_Exercise objective_. Rewrite the records below, from the line containing "of the staircase" down through the line containing "x=164, y=114", as a two-column CSV with the columns instruction and response. Give one row per request, with the request text in instruction and its answer in response, each in a single quoted field with line breaks replaced by spaces.

_Dataset extract_.
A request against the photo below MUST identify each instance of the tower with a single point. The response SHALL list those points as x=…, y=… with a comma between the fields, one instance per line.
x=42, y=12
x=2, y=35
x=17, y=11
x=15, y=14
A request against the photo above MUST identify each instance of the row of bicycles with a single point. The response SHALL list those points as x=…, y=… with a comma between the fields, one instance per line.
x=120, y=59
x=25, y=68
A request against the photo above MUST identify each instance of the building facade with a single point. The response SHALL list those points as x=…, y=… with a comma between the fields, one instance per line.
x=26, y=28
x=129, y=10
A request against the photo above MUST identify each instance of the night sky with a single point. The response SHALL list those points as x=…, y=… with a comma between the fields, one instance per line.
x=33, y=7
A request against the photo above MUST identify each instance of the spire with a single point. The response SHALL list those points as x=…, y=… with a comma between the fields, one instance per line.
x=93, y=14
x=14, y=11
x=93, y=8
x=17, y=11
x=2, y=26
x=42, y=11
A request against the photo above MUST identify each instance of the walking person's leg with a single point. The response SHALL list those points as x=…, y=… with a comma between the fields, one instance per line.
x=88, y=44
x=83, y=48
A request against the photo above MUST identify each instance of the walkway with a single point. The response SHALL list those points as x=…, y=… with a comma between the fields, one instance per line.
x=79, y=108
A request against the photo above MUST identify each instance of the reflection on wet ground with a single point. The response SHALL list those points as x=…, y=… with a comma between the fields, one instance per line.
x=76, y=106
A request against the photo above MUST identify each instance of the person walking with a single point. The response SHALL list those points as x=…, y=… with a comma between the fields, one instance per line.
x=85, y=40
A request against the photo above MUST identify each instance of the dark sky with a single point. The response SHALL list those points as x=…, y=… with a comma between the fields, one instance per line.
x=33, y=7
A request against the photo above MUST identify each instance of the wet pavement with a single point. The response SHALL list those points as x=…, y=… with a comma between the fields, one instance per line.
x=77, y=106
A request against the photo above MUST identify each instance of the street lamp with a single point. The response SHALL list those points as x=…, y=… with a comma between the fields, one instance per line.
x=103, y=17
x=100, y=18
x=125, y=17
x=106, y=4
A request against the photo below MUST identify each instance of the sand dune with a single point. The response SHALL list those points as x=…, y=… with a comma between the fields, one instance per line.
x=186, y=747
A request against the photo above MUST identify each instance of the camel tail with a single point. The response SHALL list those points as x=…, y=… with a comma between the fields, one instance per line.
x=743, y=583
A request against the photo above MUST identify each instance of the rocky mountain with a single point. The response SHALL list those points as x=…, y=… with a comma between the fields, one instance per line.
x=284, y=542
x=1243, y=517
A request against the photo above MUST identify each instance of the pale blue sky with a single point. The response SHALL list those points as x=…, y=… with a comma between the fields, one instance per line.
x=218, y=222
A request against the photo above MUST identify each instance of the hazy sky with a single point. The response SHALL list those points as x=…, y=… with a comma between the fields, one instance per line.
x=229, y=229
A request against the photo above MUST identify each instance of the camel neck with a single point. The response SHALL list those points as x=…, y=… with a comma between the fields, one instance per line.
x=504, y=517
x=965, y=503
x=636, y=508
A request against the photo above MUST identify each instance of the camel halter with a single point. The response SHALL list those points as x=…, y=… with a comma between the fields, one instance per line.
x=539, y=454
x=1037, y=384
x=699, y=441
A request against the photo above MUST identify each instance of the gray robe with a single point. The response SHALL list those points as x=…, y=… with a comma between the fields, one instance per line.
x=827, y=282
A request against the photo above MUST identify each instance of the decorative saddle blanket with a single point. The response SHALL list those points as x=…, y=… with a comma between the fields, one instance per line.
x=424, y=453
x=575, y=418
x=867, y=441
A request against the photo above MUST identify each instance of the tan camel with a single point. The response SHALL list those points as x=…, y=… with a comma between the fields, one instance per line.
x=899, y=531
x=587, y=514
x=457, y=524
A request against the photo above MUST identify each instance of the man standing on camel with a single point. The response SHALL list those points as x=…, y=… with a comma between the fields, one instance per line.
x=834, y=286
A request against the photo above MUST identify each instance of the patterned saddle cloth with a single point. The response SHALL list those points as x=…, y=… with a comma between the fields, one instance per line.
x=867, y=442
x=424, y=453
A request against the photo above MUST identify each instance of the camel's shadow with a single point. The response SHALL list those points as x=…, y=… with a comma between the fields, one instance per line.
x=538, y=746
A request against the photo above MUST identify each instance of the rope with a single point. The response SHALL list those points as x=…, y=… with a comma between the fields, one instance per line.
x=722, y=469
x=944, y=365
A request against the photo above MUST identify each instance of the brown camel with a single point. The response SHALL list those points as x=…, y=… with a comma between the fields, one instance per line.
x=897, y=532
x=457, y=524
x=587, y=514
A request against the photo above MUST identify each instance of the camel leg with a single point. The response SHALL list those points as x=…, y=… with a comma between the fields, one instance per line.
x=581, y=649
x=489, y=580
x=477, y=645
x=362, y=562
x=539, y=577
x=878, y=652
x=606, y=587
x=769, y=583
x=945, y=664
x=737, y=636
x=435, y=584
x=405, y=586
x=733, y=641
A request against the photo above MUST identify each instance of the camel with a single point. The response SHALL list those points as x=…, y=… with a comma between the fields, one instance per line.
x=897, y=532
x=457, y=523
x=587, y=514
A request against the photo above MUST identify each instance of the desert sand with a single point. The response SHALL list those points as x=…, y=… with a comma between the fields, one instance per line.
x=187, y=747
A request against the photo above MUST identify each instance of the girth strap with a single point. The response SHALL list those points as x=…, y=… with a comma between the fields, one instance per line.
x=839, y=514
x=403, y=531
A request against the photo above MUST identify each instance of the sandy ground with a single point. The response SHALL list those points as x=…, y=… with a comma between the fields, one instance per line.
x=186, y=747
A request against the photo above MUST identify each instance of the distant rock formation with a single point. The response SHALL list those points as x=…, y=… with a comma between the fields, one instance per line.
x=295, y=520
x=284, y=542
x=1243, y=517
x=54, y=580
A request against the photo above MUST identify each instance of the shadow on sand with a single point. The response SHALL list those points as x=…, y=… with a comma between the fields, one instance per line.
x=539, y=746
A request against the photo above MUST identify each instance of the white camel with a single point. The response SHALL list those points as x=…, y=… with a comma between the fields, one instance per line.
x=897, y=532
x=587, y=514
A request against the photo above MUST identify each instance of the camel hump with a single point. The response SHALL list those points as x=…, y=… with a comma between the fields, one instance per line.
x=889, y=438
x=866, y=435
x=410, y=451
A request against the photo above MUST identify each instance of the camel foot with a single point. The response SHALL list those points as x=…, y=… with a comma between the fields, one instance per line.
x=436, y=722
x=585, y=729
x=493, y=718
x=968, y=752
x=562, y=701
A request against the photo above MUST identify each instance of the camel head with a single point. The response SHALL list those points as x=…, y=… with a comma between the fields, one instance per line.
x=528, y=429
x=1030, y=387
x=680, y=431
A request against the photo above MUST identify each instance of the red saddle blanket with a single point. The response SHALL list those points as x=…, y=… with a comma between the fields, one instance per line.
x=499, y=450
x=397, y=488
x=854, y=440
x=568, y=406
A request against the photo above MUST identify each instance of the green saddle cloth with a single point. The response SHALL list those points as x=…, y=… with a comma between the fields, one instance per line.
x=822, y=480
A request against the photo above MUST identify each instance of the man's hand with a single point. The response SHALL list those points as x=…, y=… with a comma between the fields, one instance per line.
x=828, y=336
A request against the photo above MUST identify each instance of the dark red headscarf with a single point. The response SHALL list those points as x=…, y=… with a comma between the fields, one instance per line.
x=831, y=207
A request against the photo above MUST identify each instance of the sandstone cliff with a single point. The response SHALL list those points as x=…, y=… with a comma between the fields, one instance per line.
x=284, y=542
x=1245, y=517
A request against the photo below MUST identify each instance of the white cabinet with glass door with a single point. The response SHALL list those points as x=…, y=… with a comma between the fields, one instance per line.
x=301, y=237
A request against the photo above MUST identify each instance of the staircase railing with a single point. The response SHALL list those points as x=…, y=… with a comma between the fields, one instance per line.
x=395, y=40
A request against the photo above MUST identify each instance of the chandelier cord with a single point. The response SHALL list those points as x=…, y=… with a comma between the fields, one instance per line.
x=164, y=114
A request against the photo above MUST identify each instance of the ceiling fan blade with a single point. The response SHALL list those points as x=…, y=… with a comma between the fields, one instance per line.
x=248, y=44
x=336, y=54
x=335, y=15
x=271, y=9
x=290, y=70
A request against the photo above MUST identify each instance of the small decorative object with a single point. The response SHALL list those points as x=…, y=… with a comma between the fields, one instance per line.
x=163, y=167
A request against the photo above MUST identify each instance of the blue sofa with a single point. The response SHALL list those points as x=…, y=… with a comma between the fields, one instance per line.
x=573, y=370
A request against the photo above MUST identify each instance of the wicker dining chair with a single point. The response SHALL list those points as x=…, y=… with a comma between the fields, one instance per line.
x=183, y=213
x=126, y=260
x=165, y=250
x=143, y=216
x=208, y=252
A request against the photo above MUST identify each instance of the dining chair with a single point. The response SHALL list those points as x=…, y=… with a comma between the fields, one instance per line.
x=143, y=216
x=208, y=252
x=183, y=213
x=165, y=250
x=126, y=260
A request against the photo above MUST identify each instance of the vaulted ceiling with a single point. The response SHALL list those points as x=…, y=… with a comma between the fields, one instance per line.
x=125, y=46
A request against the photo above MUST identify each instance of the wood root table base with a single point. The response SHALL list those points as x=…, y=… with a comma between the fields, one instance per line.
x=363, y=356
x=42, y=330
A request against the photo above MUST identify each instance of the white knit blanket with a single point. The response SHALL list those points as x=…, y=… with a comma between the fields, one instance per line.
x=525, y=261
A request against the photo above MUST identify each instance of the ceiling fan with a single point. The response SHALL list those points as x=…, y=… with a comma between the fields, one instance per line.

_Response_.
instruction,response
"A request against the photo above MUST identify each instance of the staircase railing with a single point. The response SHALL list those points as x=…, y=… with a comma between the fields, one instance per line.","x=395, y=40"
"A request against the photo above MUST identify each instance of the chandelier cord with a single point. The response SHALL list those points as x=…, y=… with a comma between the fields, one instance per line.","x=164, y=114"